- **About this task**
Your answer must be every line of the data that holds the string "patio".

(Given data)

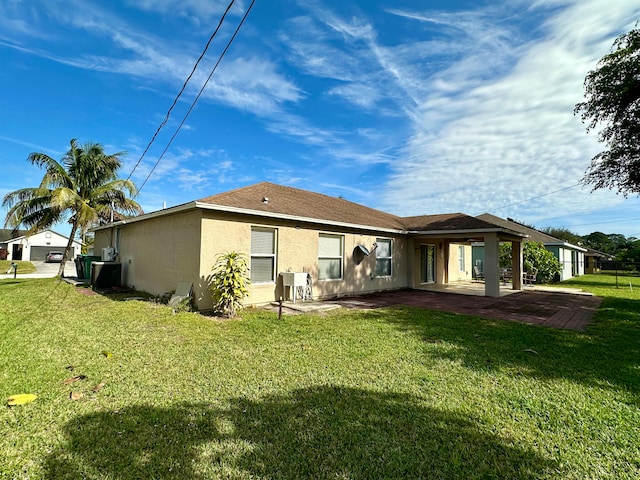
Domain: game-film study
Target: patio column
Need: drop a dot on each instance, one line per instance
(491, 264)
(516, 265)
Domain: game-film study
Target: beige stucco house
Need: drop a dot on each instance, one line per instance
(571, 257)
(284, 229)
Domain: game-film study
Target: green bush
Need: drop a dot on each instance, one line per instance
(534, 257)
(230, 282)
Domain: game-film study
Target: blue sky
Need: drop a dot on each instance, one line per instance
(412, 107)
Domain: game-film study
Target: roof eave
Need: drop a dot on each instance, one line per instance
(470, 231)
(158, 213)
(296, 218)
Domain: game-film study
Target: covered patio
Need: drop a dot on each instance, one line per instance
(435, 236)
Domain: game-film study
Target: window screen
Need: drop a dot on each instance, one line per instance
(383, 257)
(263, 255)
(330, 257)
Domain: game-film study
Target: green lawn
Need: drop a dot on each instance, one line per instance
(23, 266)
(392, 393)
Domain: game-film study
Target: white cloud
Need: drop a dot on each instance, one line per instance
(480, 143)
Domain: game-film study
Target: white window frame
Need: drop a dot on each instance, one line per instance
(461, 259)
(339, 257)
(263, 255)
(380, 258)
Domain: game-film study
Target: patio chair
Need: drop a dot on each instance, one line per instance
(506, 275)
(477, 274)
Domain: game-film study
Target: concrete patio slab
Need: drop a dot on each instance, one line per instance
(557, 309)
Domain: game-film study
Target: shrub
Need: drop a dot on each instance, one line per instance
(534, 257)
(230, 282)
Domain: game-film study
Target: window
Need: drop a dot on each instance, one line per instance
(427, 263)
(330, 257)
(263, 255)
(461, 261)
(383, 257)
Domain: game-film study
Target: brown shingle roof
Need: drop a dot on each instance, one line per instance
(534, 235)
(303, 203)
(447, 222)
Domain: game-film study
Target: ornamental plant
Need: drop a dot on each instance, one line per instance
(230, 283)
(534, 257)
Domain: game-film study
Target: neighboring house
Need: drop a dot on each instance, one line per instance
(571, 256)
(283, 229)
(35, 247)
(593, 260)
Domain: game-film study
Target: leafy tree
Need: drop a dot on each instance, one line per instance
(612, 98)
(534, 257)
(83, 185)
(230, 282)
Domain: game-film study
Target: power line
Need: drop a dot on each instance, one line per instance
(193, 104)
(184, 86)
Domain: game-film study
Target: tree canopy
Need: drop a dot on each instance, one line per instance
(83, 186)
(612, 98)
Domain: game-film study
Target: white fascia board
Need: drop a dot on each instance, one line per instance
(146, 216)
(468, 232)
(566, 245)
(244, 211)
(295, 218)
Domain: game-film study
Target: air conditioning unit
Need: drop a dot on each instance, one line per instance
(108, 254)
(106, 274)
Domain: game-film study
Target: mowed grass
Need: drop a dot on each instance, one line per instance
(390, 393)
(23, 267)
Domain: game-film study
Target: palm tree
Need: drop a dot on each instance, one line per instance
(83, 185)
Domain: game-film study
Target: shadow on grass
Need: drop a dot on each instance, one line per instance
(605, 356)
(320, 432)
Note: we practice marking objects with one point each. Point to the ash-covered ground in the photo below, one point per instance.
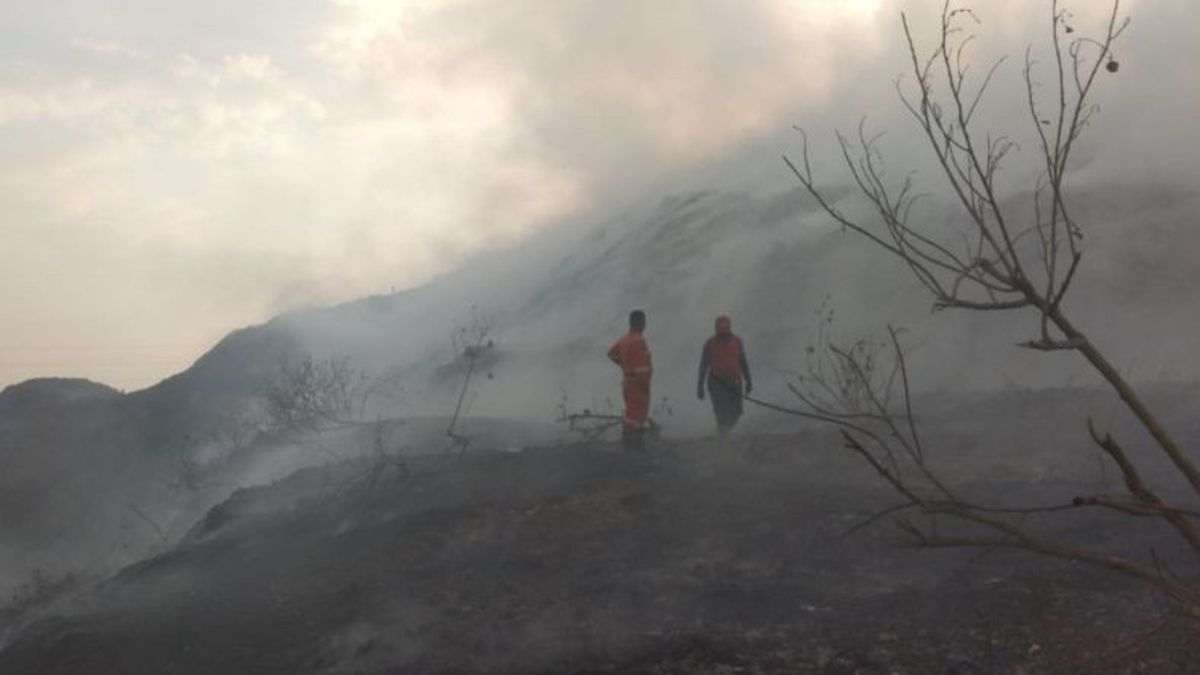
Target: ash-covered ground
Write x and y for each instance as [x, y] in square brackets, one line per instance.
[581, 559]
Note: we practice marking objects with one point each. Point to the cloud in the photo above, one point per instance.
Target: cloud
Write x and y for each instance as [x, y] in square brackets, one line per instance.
[217, 165]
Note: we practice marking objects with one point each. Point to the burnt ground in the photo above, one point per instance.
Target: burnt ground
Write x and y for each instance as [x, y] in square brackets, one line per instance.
[693, 559]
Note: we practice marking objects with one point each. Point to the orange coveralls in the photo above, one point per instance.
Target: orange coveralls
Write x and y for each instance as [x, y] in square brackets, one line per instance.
[631, 353]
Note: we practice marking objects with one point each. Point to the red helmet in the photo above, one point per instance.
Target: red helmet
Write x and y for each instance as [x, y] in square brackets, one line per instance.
[724, 326]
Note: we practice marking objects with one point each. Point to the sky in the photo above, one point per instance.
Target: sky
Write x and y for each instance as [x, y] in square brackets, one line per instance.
[173, 171]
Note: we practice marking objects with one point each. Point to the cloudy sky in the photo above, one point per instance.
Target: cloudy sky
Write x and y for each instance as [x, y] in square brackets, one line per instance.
[175, 169]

(End Given data)

- **Written reply**
Target: patio column
Target: covered patio
Target: patio chair
Target: concrete patio slab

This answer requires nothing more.